TASK GOAL: Extract the full set of records that follows, word for word.

ROWS:
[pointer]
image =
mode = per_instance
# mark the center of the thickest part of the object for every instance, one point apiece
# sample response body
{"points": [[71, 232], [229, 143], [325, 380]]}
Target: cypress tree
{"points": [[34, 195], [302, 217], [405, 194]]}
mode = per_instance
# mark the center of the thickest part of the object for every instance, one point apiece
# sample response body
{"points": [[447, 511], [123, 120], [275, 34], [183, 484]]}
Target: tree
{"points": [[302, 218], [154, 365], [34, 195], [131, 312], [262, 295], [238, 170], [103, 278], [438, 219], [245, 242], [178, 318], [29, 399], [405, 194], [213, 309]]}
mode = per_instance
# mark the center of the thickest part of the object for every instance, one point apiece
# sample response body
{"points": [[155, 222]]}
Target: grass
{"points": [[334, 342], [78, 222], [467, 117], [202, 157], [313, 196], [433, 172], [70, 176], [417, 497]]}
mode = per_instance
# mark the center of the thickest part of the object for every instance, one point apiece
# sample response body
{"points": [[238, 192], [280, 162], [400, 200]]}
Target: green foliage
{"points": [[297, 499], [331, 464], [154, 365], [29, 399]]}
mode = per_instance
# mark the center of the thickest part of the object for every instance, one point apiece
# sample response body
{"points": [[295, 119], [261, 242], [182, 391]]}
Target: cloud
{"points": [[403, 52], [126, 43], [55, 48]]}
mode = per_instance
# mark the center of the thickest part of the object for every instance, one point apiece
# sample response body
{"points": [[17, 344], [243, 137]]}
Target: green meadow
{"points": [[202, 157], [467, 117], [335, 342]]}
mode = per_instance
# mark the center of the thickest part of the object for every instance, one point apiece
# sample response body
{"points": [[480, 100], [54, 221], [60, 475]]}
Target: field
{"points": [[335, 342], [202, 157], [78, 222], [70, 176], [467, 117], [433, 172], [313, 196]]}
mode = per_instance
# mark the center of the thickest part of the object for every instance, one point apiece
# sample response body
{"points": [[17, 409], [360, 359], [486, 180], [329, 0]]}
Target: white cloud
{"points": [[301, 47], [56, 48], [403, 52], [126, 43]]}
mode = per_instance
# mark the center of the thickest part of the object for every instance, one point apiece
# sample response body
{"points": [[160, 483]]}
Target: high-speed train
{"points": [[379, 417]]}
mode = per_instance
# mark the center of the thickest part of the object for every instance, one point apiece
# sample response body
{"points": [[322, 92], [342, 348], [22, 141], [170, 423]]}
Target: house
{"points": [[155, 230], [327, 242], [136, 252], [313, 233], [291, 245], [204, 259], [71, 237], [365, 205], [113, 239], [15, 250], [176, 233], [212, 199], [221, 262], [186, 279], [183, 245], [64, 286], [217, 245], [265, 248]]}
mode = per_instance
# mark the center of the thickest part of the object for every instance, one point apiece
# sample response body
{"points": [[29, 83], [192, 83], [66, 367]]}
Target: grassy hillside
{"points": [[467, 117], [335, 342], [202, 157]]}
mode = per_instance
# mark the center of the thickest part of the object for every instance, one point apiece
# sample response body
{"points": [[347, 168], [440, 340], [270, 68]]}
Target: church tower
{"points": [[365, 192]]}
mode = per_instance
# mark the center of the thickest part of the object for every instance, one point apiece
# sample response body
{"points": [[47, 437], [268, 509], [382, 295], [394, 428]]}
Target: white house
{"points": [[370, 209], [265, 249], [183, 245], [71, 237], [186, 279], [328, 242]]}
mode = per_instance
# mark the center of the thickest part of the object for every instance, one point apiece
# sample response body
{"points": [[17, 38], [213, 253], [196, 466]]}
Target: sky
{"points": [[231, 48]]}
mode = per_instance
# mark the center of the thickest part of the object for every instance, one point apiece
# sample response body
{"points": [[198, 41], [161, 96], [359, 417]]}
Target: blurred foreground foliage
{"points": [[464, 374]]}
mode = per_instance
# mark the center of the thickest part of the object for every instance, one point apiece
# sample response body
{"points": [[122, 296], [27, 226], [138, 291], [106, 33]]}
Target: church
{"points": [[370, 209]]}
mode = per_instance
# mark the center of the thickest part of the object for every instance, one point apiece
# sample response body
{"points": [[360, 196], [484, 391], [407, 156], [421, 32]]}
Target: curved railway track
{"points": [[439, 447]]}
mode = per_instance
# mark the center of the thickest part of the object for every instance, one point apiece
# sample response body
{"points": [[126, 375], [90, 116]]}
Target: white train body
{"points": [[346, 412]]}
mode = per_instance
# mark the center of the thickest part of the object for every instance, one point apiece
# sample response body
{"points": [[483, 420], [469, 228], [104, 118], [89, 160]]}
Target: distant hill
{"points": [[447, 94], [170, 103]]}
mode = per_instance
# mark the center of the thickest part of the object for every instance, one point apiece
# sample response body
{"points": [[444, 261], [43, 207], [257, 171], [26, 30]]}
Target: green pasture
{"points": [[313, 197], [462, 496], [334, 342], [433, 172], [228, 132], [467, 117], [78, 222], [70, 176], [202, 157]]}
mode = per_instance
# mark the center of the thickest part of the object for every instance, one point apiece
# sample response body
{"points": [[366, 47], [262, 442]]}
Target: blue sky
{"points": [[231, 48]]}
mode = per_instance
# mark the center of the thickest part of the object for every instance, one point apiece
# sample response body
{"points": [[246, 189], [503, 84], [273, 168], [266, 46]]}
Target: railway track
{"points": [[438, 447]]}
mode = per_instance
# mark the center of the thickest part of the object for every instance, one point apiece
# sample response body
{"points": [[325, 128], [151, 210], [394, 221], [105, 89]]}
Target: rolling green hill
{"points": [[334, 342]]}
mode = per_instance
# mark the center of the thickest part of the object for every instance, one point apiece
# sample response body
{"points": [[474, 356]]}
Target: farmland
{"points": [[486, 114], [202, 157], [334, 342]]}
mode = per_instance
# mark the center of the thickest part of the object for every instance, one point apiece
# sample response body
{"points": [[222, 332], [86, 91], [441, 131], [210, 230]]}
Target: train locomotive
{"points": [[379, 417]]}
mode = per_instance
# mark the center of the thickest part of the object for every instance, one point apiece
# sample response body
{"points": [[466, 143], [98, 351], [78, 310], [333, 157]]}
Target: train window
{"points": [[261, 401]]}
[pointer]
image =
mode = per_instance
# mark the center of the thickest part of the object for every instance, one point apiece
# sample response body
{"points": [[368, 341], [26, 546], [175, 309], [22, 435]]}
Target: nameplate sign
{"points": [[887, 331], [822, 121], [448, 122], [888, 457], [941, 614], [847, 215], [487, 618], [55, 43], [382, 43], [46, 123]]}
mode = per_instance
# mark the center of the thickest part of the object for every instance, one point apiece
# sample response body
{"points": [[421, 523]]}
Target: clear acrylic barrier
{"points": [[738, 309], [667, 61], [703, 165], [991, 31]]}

FULL OUTPUT:
[pointer]
image =
mode = per_instance
# mark the center of the thickest part of the object for every instance, one point apiece
# sample response body
{"points": [[71, 232], [229, 143], [325, 380]]}
Target: cypress tree
{"points": [[34, 195], [302, 217], [405, 194]]}
mode = per_instance
# mark the center of the thickest part of the object for every instance, one point apiece
# sample response body
{"points": [[447, 511], [123, 120], [275, 34], [183, 484]]}
Target: tree
{"points": [[302, 218], [154, 365], [34, 195], [131, 312], [262, 295], [238, 170], [103, 278], [438, 219], [245, 242], [178, 318], [29, 399], [405, 194], [213, 309]]}
mode = per_instance
# mark the center of the thickest part of the object for every instance, one point apiece
# sample response body
{"points": [[155, 222]]}
Target: grass
{"points": [[334, 342], [78, 222], [467, 117], [202, 157], [313, 196], [433, 172], [70, 176], [417, 497]]}
mode = per_instance
# mark the center of the thickest part of the object for every instance, one point apiece
# sample response body
{"points": [[238, 192], [280, 162], [400, 200]]}
Target: green foliage
{"points": [[297, 499], [331, 464], [154, 365], [29, 399]]}
mode = per_instance
# mark the center of the thickest part of the object for every instance, one point apiece
# sample response body
{"points": [[295, 119], [261, 242], [182, 391]]}
Target: cloud
{"points": [[403, 52], [126, 43], [55, 48]]}
mode = per_instance
# mark the center of the thickest part of the object for every instance, one point apiece
# sample response body
{"points": [[17, 344], [243, 137]]}
Target: green meadow
{"points": [[202, 157], [467, 117], [335, 342]]}
mode = per_instance
# mark the center of the thickest part of the object for every instance, one point apiece
# sample response body
{"points": [[480, 100], [54, 221], [60, 475]]}
Target: field
{"points": [[335, 342], [202, 157], [78, 222], [70, 176], [467, 117], [433, 172], [313, 196]]}
mode = per_instance
# mark the center of the thickest part of the object for every instance, one point apiece
# sample response body
{"points": [[17, 409], [360, 359], [486, 180], [329, 0]]}
Target: white cloud
{"points": [[301, 47], [56, 48], [403, 52], [126, 43]]}
mode = per_instance
# mark the center of the thickest part of the object for every instance, one point apiece
# sample response body
{"points": [[160, 483]]}
Target: high-speed train
{"points": [[379, 417]]}
mode = per_instance
# mark the center of the thickest part of the object for every instance, one point apiece
# sample response body
{"points": [[322, 92], [342, 348], [22, 141], [170, 423]]}
Target: house
{"points": [[155, 230], [327, 242], [136, 252], [313, 233], [291, 245], [204, 259], [71, 237], [365, 205], [113, 239], [15, 250], [176, 233], [212, 199], [221, 262], [186, 279], [183, 245], [64, 286], [217, 245], [265, 248]]}
mode = per_instance
# mark the center of the thickest part of the object for every instance, one point apiece
# sample response body
{"points": [[29, 83], [192, 83], [66, 367]]}
Target: grassy hillside
{"points": [[467, 117], [335, 342], [202, 157]]}
mode = per_instance
# mark the center of the thickest part of the object for every instance, one point apiece
# sample response body
{"points": [[347, 168], [440, 340], [270, 68]]}
Target: church tower
{"points": [[365, 192]]}
mode = per_instance
# mark the center of the thickest part of the object for every instance, one point apiece
# sample response body
{"points": [[47, 437], [268, 509], [382, 295], [394, 428]]}
Target: white house
{"points": [[370, 209], [265, 249], [183, 245], [71, 237], [186, 279], [328, 242]]}
mode = per_instance
# mark the center of the thickest part of the object for every instance, one point apiece
# sample response body
{"points": [[17, 38], [213, 253], [196, 466]]}
Target: sky
{"points": [[231, 48]]}
mode = per_instance
# mark the center of the thickest part of the object for every instance, one point apiece
# sample response body
{"points": [[198, 41], [161, 96], [359, 417]]}
Target: blurred foreground foliage
{"points": [[464, 374]]}
mode = per_instance
# mark the center of the thickest part of the object for every instance, one point apiece
# sample response body
{"points": [[122, 296], [27, 226], [138, 291], [106, 33]]}
Target: church
{"points": [[370, 209]]}
mode = per_instance
# mark the center of the thickest part of the object for every instance, one point apiece
# sample response body
{"points": [[360, 196], [484, 391], [407, 156], [421, 32]]}
Target: curved railway track
{"points": [[439, 447]]}
mode = per_instance
# mark the center of the thickest part of the object for every instance, one point apiece
# sample response body
{"points": [[126, 375], [90, 116]]}
Target: white train body
{"points": [[346, 412]]}
mode = per_instance
# mark the center of the thickest part of the object for every instance, one point apiece
# sample response body
{"points": [[483, 420], [469, 228], [104, 118], [89, 160]]}
Target: distant hill
{"points": [[447, 94], [170, 103]]}
mode = per_instance
# mark the center of the thickest part of the object for every instance, one point apiece
# sample response body
{"points": [[444, 261], [43, 207], [257, 171], [26, 30]]}
Target: green pasture
{"points": [[313, 197], [462, 496], [334, 342], [433, 172], [228, 132], [467, 117], [78, 222], [70, 176], [202, 157]]}
mode = per_instance
# mark the center of the thickest part of the object for every instance, one point apiece
# sample response body
{"points": [[366, 47], [262, 442]]}
Target: blue sky
{"points": [[231, 48]]}
mode = per_instance
# mark the center of the thickest part of the object for every instance, one point apiece
# sample response body
{"points": [[246, 189], [503, 84], [273, 168], [266, 46]]}
Target: railway track
{"points": [[438, 447]]}
mode = per_instance
# mark the center of the thickest part of the object for every instance, one point apiece
# sample response body
{"points": [[325, 128], [151, 210], [394, 221], [105, 89]]}
Target: rolling green hill
{"points": [[334, 342]]}
mode = per_instance
# mark the center of the thickest part of the object for every instance, one point apiece
# sample response body
{"points": [[474, 356]]}
Target: farmland
{"points": [[486, 114], [202, 157], [334, 342]]}
mode = per_instance
# mark the center of the thickest part of the object for every instance, one point apiece
# sample response body
{"points": [[222, 332], [86, 91], [441, 131], [210, 230]]}
Target: train locomotive
{"points": [[379, 417]]}
mode = per_instance
# mark the center of the thickest part of the object for every instance, one point apiece
# sample response body
{"points": [[466, 143], [98, 351], [78, 310], [333, 157]]}
Target: train window
{"points": [[261, 401]]}
[pointer]
image =
mode = per_instance
# mark the center of the thickest part of the object for every instance, one point apiece
# sample response body
{"points": [[368, 341], [26, 546], [175, 309], [22, 435]]}
Target: nameplate sign
{"points": [[887, 331], [822, 121], [448, 122], [888, 457], [941, 614], [847, 215], [487, 618], [55, 43], [382, 43], [46, 123]]}
mode = per_instance
# mark the center of the thickest part of the object for every instance, one point apiece
# sample response body
{"points": [[421, 523]]}
Target: clear acrylic barrier
{"points": [[738, 309], [667, 61], [703, 165], [991, 31]]}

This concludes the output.